Confidence Score: 5/5

Safe to merge — all findings are P2 style/cleanup issues with no runtime impact on the current configuration.

The core logic is correct: error classification is accurate, retry paths are sound, and the structured exception integrates cleanly with all 5 tool handlers. The three findings are cosmetic (corrupted emoji), dead code (unreachable final raise), and an overlooked in-function import — none affect runtime behaviour with the current _MAX_RETRIES = 3 constant.

The post-loop raise GoogleAPIError(r.status_code, ...) in google_utils.py and the remaining import traceback in calendar_tools.py outer handler are the two lines worth a quick follow-up.

Important Files Changed

Filename Overview
backend/utils/retrieval/tools/google_utils.py New GoogleAPIError class + retry logic with exponential backoff; dead code at end of google_api_request references potentially unbound r, and a corrupted emoji appears in the server-error log message.
backend/utils/retrieval/tools/calendar_tools.py All 5 error handlers migrated from fragile string-matching to structured GoogleAPIError catching with explicit network-error paths; one stale import traceback / traceback.print_exc() remains in the outer handler of get_calendar_events_tool.

Sequence Diagram

sequenceDiagram
    participant CT as calendar_tools
    participant GU as google_api_request
    participant GA as Google API

    CT->>GU: request (attempt 0)
    GU->>GA: HTTP request
    alt 200 OK
        GA-->>GU: 200
        GU-->>CT: response JSON
    else 429 / 5xx retryable attempt < MAX
        GA-->>GU: 429/5xx
        GU->>GU: exponential backoff sleep
        GU->>GA: HTTP request (retry)
        GA-->>GU: 200
        GU-->>CT: response JSON
    else 429 / 5xx all retries exhausted
        GA-->>GU: 429/5xx
        GU-->>CT: raise GoogleAPIError(429/5xx)
        CT->>CT: else branch → user-facing error msg
    else 401 / invalid_grant
        GA-->>GU: 401
        GU-->>CT: raise GoogleAPIError(401)
        CT->>CT: is_auth_error → refresh_google_token
        CT->>GA: retry with new token
        GA-->>CT: 200 or error
    else 403
        GA-->>GU: 403
        GU-->>CT: raise GoogleAPIError(403)
        CT->>CT: is_permission_error → reconnect message
    else Network timeout / ConnectError
        GU->>GU: retry up to MAX_RETRIES
        GU-->>CT: raise httpx.TimeoutException / ConnectError
        CT->>CT: network error handler → try again message
    end
Loading

Comments Outside Diff (1)

§ **ENTRIES**:

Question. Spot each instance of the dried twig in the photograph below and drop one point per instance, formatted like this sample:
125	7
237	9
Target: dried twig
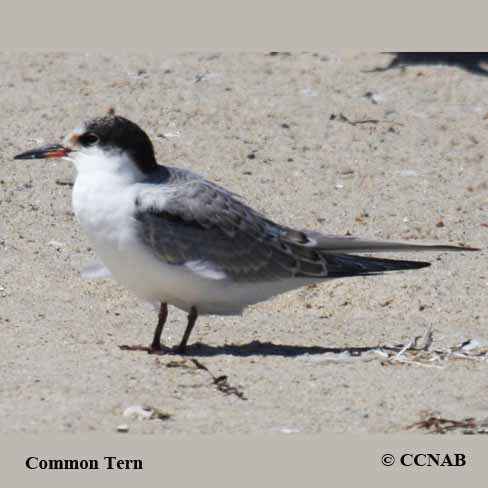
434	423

---

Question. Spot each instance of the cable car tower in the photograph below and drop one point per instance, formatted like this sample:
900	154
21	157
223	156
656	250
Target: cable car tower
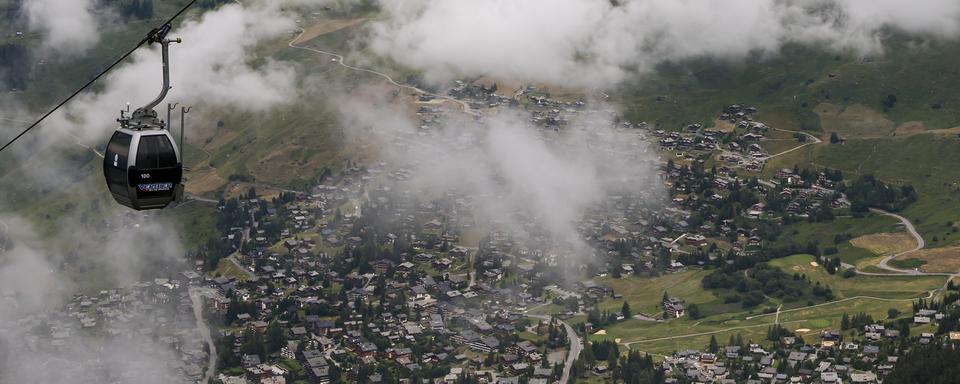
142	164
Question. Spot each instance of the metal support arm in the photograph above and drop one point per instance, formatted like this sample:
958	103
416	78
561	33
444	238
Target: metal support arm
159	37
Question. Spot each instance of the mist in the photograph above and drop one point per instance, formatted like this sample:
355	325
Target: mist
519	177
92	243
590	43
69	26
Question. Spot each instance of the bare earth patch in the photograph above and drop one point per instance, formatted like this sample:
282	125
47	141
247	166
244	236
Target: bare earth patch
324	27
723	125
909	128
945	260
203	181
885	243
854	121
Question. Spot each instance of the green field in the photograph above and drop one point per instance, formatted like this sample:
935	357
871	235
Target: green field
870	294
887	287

...

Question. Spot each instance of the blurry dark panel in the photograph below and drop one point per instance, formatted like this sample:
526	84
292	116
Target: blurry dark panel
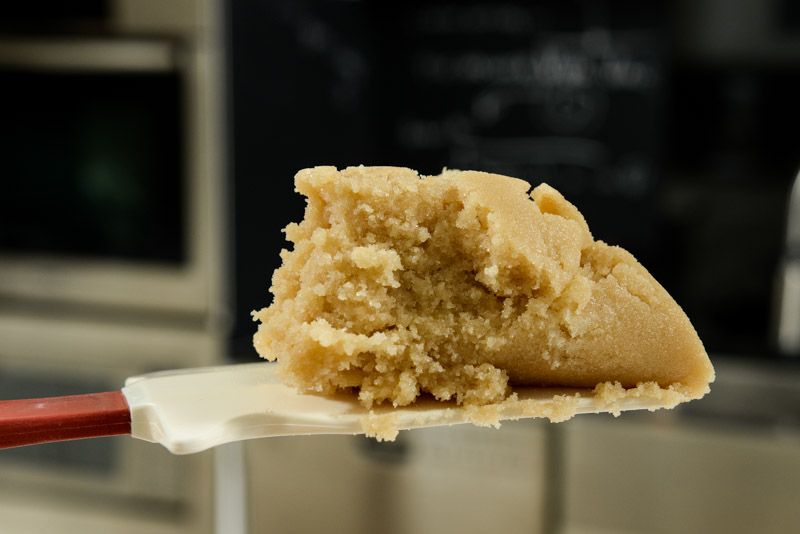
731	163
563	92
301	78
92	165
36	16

§ **REQUIREMENTS**:
Continue the code review summary of the Google API retry changes from its last line.

§ **EXERCISE RESULT**:
  1. backend/utils/retrieval/tools/calendar_tools.py, line 725-730 (link)

    P2 In-function import traceback not removed

    The PR correctly removed import traceback / traceback.print_exc() from all inner handlers, but the outer except block of get_calendar_events_tool still has one. The repo rule requires all imports at module top level, not inside functions.

    Context Used: Backend Python import rules - no in-function impor... (source)

Reviews (1): Last reviewed commit: "fix(backend): handle Google Calendar OAu..." | Re-trigger Greptile

Comment on lines +189 to +192
# All retries exhausted
if last_error and isinstance(last_error, (httpx.TimeoutException, httpx.ConnectError)):
raise last_error
raise GoogleAPIError(r.status_code, sanitize(r.text[:200]) if r.text else "No error body")
Copy link
Copy Markdown
Contributor

Choose a reason for hiding this comment

The reason will be displayed to describe this comment to others. Learn more.

P2 Dead code with potentially unbound r

The final raise GoogleAPIError(r.status_code, ...) on line 192 is unreachable: the loop can only exit without raising internally if every iteration took a continue path. The last attempt (attempt 2) can only continue via the network-error handlers — which always set last_error — so the if last_error guard above will always fire first. As written, r is never assigned by a network-error branch, making this line both dead and referencing a potentially unbound name. If _MAX_RETRIES is ever reduced to 0 (empty loop), last_error is also unbound and a NameError surfaces instead of a GoogleAPIError.

Suggested change
# All retries exhausted
if last_error and isinstance(last_error, (httpx.TimeoutException, httpx.ConnectError)):
raise last_error
raise GoogleAPIError(r.status_code, sanitize(r.text[:200]) if r.text else "No error body")
# All retries exhausted
if last_error and isinstance(last_error, (httpx.TimeoutException, httpx.ConnectError)):
raise last_error
# Unreachable with _MAX_RETRIES >= 1, but kept as a safety net
raise GoogleAPIError(0, "All retries exhausted with no response")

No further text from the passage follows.